[START]
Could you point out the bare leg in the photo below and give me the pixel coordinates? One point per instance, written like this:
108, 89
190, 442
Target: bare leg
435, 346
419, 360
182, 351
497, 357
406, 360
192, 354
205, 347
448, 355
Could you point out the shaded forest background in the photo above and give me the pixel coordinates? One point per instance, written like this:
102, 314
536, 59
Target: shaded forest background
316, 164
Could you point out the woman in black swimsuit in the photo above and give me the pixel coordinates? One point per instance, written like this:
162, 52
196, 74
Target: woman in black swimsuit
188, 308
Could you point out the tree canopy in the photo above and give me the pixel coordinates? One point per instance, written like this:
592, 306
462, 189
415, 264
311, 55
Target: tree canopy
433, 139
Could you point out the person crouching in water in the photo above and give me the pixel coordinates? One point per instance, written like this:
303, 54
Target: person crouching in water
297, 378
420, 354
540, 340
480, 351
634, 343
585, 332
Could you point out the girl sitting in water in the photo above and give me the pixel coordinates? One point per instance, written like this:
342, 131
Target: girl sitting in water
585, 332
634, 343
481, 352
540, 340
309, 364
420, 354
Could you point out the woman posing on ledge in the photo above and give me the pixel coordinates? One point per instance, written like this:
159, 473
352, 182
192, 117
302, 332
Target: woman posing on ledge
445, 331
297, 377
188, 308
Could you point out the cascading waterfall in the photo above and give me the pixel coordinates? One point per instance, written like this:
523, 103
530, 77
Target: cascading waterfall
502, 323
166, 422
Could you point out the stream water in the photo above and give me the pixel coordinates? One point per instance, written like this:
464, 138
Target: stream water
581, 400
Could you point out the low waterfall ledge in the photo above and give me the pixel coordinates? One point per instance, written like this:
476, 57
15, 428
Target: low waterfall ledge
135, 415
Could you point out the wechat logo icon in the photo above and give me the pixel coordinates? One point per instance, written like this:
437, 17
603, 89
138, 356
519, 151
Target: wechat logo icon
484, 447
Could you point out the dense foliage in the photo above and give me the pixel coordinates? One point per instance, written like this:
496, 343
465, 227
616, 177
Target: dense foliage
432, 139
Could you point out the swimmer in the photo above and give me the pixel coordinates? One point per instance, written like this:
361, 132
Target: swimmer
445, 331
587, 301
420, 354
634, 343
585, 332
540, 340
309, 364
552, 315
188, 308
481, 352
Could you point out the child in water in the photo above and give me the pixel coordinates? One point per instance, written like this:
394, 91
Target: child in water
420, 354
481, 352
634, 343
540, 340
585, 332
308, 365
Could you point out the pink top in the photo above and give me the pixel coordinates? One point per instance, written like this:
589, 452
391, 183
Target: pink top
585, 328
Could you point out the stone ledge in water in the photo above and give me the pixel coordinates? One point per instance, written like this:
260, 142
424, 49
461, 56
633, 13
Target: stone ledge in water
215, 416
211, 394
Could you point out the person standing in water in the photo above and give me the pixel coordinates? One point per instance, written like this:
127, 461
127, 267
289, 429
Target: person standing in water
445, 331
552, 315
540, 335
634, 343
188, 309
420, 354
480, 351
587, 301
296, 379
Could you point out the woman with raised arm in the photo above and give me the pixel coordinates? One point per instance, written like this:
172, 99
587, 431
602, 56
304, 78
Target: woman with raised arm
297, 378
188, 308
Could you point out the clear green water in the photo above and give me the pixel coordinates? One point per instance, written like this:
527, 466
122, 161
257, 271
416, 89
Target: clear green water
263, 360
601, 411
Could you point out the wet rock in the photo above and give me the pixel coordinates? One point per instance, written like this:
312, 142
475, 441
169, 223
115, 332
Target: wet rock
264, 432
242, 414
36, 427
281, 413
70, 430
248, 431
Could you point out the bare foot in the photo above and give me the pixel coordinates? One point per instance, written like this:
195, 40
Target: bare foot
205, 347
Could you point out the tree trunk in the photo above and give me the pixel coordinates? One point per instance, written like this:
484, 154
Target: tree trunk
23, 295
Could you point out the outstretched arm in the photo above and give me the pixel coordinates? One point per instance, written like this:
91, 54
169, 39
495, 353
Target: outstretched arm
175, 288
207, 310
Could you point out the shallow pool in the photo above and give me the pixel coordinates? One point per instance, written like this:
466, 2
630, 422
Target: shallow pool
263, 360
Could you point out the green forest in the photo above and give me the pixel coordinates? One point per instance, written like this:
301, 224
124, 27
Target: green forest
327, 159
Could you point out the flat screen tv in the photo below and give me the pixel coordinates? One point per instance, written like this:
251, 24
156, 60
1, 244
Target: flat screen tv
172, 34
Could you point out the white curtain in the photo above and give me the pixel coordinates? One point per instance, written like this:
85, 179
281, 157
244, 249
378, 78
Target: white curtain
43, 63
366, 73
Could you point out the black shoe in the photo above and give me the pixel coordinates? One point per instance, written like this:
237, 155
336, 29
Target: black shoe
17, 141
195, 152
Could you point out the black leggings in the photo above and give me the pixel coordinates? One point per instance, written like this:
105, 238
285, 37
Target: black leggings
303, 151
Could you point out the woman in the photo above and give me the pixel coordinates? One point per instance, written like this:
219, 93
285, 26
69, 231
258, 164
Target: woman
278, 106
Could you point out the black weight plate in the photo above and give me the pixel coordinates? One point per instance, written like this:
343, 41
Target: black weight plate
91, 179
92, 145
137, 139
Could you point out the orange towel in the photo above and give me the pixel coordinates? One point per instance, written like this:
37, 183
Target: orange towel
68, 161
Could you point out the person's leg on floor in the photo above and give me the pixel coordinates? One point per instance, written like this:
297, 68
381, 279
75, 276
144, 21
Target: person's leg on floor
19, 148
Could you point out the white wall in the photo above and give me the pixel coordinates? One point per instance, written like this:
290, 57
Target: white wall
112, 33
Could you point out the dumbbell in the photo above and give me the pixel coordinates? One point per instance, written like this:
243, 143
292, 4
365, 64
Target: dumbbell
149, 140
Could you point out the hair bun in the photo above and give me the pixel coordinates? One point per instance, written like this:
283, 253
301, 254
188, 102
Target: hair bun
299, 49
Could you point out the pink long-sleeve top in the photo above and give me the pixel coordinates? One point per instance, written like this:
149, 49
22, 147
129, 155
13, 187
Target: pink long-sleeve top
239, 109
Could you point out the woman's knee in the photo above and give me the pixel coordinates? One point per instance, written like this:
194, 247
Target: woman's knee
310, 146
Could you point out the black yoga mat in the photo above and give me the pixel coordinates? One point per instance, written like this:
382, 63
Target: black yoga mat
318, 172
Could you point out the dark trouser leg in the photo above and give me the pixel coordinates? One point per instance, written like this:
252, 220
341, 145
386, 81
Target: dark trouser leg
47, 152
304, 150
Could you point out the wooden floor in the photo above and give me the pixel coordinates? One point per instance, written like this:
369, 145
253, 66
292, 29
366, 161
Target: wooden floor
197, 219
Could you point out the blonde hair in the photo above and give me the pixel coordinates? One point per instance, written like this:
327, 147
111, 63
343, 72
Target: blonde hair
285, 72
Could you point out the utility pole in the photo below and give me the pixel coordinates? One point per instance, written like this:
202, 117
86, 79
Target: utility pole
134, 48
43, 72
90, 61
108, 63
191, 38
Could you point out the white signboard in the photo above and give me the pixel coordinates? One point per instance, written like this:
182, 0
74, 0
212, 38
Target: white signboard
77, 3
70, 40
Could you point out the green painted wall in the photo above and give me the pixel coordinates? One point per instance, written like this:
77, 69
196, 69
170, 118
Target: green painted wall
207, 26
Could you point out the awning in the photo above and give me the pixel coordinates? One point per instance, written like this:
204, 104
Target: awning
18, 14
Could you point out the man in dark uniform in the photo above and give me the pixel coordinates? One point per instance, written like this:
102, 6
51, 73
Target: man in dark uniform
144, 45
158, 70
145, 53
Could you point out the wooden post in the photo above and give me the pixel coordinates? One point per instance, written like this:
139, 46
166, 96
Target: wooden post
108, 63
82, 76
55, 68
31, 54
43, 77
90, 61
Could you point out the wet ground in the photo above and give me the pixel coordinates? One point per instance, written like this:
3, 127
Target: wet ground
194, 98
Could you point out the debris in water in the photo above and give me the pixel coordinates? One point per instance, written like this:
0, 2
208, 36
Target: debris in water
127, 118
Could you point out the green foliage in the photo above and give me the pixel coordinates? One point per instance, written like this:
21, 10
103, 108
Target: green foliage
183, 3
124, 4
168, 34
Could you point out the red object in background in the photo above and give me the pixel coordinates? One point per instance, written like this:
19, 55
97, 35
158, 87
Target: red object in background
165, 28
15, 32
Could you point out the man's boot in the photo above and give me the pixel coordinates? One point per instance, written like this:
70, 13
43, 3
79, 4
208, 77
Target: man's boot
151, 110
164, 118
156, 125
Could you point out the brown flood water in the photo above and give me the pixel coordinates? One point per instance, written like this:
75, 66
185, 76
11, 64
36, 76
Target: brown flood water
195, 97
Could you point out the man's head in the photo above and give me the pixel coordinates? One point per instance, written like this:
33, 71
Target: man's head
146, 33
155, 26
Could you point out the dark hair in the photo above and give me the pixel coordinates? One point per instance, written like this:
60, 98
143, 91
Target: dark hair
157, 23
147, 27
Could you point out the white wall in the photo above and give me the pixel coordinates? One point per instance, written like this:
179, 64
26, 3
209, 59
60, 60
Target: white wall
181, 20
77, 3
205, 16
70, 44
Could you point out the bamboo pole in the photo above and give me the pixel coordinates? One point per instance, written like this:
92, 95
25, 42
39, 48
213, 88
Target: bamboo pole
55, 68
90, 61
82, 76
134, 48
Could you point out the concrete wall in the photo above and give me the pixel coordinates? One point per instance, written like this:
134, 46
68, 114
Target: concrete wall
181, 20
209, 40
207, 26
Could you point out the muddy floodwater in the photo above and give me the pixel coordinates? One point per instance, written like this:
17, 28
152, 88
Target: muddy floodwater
[END]
Every line from the one containing "Could you point out the bamboo" through the last line of the entries must be written out verbatim, and no other line.

• Response:
Could you point out the bamboo pole in the photo above and give me the pixel coordinates? One point per instance, written like this:
92, 95
25, 42
39, 48
213, 88
Target: bamboo pole
55, 68
90, 61
82, 76
134, 48
Could you point out the concrete wall in the photo above and give me the pixel coordinates? One point per instance, written like this:
134, 46
68, 114
Target: concrete wall
181, 20
209, 40
207, 26
Could you point out the muddy floodwater in the photo above and give me the pixel coordinates? One point per instance, written like this:
17, 28
152, 88
Target: muddy floodwater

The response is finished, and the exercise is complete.